» Text passage
Saturday, March 7, 2009

Stimulus Targets Urban Development, Black Neighborhoods

It's been nearly two years since 23-year-old Keisha Smith last worked a full-time job.

As the northeast Washington, D.C. woman plodded away from the One-Stop job training center on Franklin Street, where the lobby was crammed mostly with African Americans applying for unemployment benefits and searching for jobs, Smith, who has her sights set on a secretarial career, said her hopes remain high.

“I have no choice but to remain optimistic,” she told the AFRO. “The economy is a mess, but I’ve got to keep looking.”

For people like Smith, the stimulus and investment package signed by President Obama this week could be particularly beneficial, economists and other experts say.

“This is the largest amount of money that will pass through our community in a long time,” said Ron Walters, a professor of government and politics at the University of Maryland, College Park, who specializes in Black issues.

Contour annotation data:
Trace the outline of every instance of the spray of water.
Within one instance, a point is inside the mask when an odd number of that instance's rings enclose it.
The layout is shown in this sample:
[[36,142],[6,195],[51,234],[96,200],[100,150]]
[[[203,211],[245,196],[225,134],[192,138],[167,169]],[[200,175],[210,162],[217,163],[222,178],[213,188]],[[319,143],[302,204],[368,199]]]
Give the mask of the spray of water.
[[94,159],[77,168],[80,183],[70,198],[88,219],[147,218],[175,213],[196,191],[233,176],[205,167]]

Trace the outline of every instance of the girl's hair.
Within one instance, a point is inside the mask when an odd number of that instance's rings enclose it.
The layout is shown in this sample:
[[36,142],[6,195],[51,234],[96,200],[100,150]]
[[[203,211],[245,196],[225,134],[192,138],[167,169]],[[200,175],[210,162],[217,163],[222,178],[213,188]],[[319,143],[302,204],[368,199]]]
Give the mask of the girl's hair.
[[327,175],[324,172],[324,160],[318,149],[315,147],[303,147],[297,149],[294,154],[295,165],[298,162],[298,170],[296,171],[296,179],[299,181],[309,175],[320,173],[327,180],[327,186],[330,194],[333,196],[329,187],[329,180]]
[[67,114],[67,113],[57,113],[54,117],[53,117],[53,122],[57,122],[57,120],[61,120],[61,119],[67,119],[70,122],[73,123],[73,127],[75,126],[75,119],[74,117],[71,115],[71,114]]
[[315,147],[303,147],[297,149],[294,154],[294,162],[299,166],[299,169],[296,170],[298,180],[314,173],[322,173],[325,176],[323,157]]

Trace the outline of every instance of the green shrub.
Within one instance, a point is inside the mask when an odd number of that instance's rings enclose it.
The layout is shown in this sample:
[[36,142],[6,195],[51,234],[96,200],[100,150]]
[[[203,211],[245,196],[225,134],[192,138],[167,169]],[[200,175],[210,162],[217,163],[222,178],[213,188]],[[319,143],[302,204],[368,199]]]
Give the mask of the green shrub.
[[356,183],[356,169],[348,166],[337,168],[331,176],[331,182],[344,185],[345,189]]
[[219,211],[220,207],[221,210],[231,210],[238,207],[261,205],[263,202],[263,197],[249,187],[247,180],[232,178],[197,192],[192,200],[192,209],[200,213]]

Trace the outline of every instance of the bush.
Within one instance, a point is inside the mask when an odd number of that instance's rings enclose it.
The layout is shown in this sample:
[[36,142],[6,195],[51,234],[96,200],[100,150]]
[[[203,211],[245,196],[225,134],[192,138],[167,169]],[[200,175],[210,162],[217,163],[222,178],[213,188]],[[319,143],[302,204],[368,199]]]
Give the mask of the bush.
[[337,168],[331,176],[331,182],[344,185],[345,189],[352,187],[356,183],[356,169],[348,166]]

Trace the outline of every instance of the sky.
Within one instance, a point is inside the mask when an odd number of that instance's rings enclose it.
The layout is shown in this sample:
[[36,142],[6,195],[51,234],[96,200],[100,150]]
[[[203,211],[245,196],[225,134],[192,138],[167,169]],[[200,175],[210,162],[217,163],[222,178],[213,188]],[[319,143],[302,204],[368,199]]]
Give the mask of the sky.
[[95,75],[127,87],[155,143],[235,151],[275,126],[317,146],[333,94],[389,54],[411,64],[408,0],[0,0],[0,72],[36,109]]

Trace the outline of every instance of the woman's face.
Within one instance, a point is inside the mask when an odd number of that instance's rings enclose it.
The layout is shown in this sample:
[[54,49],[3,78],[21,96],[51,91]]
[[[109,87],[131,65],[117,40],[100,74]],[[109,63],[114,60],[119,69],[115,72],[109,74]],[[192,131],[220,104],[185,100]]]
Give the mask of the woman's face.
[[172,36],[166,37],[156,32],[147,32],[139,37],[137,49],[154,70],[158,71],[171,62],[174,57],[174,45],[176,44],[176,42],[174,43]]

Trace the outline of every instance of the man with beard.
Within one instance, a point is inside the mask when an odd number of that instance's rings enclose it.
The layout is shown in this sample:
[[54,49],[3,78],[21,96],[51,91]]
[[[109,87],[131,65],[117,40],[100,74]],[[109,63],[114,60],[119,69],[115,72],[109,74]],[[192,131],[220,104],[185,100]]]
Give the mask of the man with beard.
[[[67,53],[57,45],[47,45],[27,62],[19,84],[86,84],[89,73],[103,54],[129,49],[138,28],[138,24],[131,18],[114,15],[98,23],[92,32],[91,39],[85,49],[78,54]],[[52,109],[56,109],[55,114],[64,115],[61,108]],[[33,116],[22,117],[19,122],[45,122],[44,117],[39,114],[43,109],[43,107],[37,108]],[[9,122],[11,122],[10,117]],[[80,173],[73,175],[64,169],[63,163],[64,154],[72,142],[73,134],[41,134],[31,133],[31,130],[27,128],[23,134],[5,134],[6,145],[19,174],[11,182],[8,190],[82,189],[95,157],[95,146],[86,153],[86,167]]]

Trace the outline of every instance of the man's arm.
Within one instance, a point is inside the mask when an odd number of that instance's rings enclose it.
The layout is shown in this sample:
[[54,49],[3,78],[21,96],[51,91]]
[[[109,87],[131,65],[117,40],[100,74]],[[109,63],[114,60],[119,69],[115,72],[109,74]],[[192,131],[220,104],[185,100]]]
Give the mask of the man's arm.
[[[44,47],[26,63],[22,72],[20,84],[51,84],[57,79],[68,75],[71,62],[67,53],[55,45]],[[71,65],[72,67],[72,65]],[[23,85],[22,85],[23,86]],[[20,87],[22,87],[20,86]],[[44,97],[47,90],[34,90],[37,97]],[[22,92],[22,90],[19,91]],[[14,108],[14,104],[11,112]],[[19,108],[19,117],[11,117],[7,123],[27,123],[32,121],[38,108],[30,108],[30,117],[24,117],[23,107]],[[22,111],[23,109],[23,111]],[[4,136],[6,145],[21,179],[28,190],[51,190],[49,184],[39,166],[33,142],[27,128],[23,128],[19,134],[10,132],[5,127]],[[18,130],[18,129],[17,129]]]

» The problem
Answer these questions about the stimulus article:
1. How long has it been since Keisha Smith last held a full-time job?
2. What career does Smith hope to pursue?
3. At which university is Ron Walters a professor?

» Reply to the exercise
1. Nearly two years.
2. A secretarial career.
3. The University of Maryland, College Park.